AUFGABEN →
1: Wer stellte laut dem Text über die Krebsheilung vor einem Jahrhundert das Konzept der „magischen Kugeln“ vor?
2: Führe den Text über die Krebsheilung ab seinem letzten Satz weiter.

AUSGANGSTEXT →
-=-=-=-=-

Tötet die „Heilung“ von Krebs die Patienten?

TAMPA – Patienten und Politiker fordern zunehmend ein „Heilmittel” für Krebs. Allerdings könnte sich die Kontrolle der Krankheit als bessere Strategie erweisen, als die Jagd nach einem Heilmittel. 

Vor einem Jahrhundert stellte der deutsche Nobelpreisträger Paul Ehrlich sein Konzept der „magischen Kugeln“ vor – Substanzen, die so zusammengestellt sind, dass sie Tumorzellen oder krankheitserregende Keime ins Visier nehmen und abtöten, ohne normale Körperzellen zu beeinträchtigen.  Der Erfolg der Antibiotika fünfzig Jahre später schien Ehrlichs Idee zu bestätigen.  Die Siege der Medizin über Bakterien waren von so großem Einfluss, dass der „Krieg gegen den Krebs“ immer noch von der Annahme ausgeht, dass eines Tages magische Kugeln gegen Krebszellen zur Verfügung stehen werden, wenn die Suche danach nur intelligent und gewissenhaft genug durchgeführt wird.

-=-=-=-=-

EXTRAHIERTE EINTRÄGE →
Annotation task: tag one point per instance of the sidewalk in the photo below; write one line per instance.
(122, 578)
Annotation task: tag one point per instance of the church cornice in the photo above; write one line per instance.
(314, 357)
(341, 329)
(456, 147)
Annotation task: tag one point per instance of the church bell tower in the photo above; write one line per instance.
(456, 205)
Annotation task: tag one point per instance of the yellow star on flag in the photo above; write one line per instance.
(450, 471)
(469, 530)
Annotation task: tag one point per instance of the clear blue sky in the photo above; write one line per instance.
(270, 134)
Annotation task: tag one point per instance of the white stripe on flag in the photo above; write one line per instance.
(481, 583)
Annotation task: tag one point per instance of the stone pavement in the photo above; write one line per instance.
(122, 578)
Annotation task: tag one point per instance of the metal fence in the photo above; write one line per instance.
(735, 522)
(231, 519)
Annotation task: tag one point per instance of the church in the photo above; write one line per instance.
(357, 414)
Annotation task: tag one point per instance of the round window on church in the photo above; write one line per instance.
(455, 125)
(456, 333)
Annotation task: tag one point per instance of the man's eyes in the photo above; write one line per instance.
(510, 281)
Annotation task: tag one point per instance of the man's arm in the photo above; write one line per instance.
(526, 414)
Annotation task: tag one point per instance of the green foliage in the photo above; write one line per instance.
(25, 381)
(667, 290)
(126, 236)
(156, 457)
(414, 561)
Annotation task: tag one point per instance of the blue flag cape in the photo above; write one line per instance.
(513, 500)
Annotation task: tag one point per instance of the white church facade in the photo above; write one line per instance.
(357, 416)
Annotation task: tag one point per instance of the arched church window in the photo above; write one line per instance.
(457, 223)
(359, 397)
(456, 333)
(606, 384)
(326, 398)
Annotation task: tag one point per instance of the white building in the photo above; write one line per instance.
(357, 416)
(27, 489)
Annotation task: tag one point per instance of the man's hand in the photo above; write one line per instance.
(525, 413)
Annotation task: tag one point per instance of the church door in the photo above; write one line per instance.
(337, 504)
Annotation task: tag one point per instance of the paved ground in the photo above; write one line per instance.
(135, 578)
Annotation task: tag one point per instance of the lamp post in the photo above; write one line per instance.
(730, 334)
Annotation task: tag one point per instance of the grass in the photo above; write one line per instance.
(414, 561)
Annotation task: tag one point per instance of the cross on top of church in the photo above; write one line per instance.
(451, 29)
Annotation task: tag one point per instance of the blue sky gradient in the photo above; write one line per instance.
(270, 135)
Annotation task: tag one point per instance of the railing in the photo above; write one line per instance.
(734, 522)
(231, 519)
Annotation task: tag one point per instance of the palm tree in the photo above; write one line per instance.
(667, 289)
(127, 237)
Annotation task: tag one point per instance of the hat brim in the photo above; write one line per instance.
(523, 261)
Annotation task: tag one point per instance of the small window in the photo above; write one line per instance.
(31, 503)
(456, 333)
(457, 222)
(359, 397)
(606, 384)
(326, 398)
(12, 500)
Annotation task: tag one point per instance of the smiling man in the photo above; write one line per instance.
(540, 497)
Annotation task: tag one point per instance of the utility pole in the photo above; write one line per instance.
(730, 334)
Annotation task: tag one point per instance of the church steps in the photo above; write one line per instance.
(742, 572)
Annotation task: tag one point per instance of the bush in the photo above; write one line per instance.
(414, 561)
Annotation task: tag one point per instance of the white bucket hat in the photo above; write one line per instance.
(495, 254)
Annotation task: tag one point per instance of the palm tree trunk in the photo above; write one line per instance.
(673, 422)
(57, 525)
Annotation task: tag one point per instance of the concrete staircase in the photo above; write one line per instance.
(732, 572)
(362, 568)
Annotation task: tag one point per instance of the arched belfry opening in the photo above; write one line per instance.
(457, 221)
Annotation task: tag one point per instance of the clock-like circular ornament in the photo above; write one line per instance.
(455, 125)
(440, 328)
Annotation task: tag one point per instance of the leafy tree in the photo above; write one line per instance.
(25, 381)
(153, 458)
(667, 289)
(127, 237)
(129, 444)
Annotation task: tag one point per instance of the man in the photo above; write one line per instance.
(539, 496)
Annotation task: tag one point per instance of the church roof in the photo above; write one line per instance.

-=-=-=-=-

LÖSUNGEN →
1: Der deutsche Nobelpreisträger Paul Ehrlich.

2:
Jedoch weisen gewisse Erkenntnisse aus dem Umgang mit exotischen Arten sowie jüngste mathematische Modelle der evolutionären Dynamik eines Tumors darauf hin, dass die vollständige Vernichtung der meisten Tumorarten unmöglich sein könnte. Auch schon ein entsprechender Versuch kann das Problem womöglich verschärfen.